[BEGIN Stored rows]

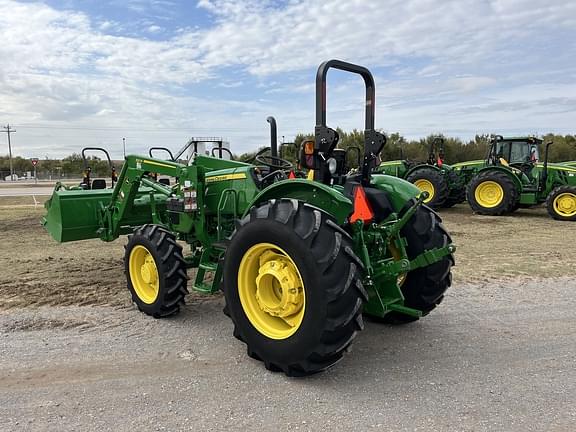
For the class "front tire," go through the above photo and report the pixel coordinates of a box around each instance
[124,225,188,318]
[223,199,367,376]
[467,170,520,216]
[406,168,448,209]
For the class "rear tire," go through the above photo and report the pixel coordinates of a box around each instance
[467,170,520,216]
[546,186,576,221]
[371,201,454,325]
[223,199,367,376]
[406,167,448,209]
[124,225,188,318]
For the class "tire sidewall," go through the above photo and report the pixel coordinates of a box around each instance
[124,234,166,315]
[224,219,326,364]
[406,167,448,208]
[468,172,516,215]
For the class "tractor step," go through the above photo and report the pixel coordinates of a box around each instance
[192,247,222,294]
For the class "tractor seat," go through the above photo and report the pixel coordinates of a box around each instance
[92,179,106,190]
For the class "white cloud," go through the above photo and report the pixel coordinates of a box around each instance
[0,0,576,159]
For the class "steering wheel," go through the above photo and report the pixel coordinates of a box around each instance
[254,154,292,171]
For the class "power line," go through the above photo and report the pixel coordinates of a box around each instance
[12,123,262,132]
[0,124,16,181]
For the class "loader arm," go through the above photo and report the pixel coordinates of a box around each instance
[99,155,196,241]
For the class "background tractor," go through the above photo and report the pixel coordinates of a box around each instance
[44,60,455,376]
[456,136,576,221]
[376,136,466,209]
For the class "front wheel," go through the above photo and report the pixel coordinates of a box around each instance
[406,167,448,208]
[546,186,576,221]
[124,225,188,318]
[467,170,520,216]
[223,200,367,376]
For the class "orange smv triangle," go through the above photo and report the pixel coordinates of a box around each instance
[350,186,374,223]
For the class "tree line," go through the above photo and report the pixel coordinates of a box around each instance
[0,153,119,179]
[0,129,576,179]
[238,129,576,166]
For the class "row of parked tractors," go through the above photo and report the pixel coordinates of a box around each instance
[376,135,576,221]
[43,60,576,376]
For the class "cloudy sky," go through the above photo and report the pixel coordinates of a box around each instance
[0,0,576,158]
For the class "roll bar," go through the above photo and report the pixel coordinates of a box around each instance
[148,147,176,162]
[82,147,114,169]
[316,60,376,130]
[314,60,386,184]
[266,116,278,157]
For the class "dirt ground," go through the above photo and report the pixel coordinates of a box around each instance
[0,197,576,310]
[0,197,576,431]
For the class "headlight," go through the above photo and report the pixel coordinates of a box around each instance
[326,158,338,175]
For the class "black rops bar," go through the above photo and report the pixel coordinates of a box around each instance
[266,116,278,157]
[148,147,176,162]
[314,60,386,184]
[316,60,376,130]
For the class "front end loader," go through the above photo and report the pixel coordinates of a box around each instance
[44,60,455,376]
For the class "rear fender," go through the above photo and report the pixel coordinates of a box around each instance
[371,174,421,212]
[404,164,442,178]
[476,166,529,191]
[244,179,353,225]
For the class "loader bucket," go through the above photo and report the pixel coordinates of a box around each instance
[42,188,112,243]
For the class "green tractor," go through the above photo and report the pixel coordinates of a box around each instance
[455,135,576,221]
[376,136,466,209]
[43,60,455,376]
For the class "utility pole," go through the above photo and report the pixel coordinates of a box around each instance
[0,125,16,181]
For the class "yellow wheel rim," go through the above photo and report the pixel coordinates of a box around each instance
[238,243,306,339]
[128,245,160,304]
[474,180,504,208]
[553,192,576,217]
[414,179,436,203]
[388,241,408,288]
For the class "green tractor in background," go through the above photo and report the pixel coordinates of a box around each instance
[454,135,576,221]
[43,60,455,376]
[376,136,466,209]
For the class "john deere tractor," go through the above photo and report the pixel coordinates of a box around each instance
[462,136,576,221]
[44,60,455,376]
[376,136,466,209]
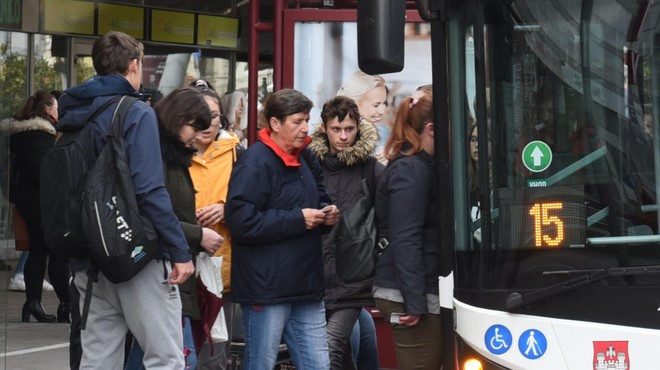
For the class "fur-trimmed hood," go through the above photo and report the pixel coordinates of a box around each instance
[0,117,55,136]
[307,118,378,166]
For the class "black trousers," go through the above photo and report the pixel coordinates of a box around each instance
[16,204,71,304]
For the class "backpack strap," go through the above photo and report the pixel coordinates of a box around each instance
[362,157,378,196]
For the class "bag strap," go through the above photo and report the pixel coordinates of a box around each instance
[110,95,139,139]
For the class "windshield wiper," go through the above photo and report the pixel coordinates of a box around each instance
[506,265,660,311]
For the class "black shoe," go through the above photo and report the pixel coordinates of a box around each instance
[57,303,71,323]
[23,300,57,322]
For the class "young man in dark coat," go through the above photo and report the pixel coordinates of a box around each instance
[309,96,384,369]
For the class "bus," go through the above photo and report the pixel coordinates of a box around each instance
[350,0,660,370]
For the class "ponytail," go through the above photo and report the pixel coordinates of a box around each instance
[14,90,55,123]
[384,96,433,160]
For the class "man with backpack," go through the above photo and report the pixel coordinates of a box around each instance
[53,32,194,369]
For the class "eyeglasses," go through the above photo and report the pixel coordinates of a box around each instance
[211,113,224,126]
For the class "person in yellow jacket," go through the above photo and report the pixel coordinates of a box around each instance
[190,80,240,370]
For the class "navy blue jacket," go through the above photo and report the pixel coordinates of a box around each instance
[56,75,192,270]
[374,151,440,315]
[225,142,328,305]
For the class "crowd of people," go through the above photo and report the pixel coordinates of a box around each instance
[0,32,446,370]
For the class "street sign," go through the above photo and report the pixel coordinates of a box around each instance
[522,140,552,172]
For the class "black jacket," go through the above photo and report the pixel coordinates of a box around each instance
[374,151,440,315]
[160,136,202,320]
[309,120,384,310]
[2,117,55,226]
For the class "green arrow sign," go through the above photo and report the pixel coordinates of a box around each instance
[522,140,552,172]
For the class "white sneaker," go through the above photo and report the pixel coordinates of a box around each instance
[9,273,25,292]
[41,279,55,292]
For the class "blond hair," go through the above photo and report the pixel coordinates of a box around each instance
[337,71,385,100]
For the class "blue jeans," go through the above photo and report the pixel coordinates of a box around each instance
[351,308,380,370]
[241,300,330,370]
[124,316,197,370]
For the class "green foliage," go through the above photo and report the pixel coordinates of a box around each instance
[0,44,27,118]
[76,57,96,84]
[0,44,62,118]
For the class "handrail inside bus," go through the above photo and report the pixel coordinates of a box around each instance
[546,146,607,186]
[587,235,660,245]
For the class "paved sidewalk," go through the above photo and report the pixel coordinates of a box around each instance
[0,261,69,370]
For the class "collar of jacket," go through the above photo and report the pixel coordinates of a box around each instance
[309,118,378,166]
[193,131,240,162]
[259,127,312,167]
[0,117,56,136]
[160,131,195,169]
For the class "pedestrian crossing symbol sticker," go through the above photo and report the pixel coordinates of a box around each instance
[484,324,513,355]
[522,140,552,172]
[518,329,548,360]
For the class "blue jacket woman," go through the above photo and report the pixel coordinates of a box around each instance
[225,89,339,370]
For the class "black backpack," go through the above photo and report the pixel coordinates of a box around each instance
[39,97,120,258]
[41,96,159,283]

[END Stored rows]

**What you need to do:** Write the stretch of rows from the start through the line containing "[406,168,448,209]", both ends included, as a JSON list of strings with one string per line and no blank lines. Leave the pictures out of the list.

**In response:**
[
  "For the class \"front tire,\" go through the above photo and report the pixel coordinates of a box around each instance",
  "[124,225,188,318]",
  "[223,199,367,376]",
  "[467,170,520,216]",
  "[406,168,448,209]"
]